Material for the task section start

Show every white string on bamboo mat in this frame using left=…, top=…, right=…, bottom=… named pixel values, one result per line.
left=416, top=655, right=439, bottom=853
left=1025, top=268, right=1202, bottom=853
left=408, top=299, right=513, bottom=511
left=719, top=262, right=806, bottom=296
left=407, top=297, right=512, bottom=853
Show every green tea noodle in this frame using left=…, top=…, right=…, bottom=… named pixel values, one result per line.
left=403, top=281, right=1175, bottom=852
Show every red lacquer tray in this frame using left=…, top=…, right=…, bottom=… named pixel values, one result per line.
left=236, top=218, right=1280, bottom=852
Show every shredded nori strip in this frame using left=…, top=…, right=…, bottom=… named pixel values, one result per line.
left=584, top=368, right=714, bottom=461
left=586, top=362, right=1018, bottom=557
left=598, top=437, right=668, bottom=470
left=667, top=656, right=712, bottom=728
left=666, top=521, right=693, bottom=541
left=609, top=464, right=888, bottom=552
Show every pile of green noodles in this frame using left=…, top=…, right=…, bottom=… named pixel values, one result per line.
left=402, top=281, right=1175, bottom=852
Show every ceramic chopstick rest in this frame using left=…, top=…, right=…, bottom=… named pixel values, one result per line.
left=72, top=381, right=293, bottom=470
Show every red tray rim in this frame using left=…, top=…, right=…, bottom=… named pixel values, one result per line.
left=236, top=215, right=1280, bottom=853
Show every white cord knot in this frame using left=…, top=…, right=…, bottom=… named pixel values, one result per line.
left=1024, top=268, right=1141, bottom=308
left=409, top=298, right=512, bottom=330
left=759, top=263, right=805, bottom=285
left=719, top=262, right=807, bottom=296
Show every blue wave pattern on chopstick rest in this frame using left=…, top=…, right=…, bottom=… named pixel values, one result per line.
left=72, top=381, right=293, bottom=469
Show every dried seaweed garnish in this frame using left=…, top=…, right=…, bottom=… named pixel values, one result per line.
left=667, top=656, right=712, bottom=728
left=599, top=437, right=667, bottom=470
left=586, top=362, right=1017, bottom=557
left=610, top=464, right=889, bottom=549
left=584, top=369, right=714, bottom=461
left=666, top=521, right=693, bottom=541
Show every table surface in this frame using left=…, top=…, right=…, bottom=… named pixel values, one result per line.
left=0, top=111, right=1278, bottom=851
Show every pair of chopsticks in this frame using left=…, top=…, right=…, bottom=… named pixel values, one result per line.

Material for the task section end

Exercise brief: Include in the answer nothing but an exact repetition of the lines from the one with "Show every red lacquer" through the end of the material.

Response to this task:
Show every red lacquer tray in this frame using left=…, top=…, right=…, bottom=… named pixel values, one result per line.
left=236, top=218, right=1280, bottom=852
Show every shredded nori strip in this frame using left=…, top=…, right=…, bottom=… named pixel values, one result per line.
left=584, top=368, right=714, bottom=461
left=586, top=362, right=1018, bottom=557
left=598, top=437, right=668, bottom=470
left=667, top=656, right=712, bottom=728
left=666, top=521, right=693, bottom=541
left=609, top=464, right=888, bottom=552
Show every pile of green noodles in this frame using left=…, top=…, right=…, bottom=… named pixel values, one result per line.
left=402, top=281, right=1175, bottom=852
Show every ceramic chopstick rest in this frame using left=…, top=…, right=…, bottom=… named pixel values, one result per line.
left=72, top=381, right=293, bottom=470
Show every red tray rim in this frame using left=…, top=…, right=…, bottom=… named pixel values, one result per line.
left=236, top=215, right=1280, bottom=853
Show every white cord knot in this frame using left=…, top=…, right=…, bottom=… named pixel values, one result per line.
left=1024, top=268, right=1141, bottom=308
left=409, top=298, right=512, bottom=330
left=759, top=263, right=805, bottom=285
left=719, top=262, right=807, bottom=296
Show every blue wave pattern on chopstick rest in this frame using left=…, top=…, right=…, bottom=… named pixel values, one result per line.
left=72, top=381, right=293, bottom=469
Show every dried seaweed garnish in this frame using left=…, top=…, right=…, bottom=… named pixel values, one result per line.
left=667, top=656, right=712, bottom=728
left=599, top=437, right=667, bottom=470
left=586, top=362, right=1017, bottom=557
left=610, top=464, right=889, bottom=549
left=584, top=369, right=714, bottom=461
left=666, top=521, right=693, bottom=541
Show every table surface in this frame using left=…, top=…, right=…, bottom=… named pixel values, one result per line.
left=0, top=111, right=1278, bottom=851
Show every pair of chopsticks in this frame using left=…, top=…, right=…, bottom=… named pixel values, one result per line.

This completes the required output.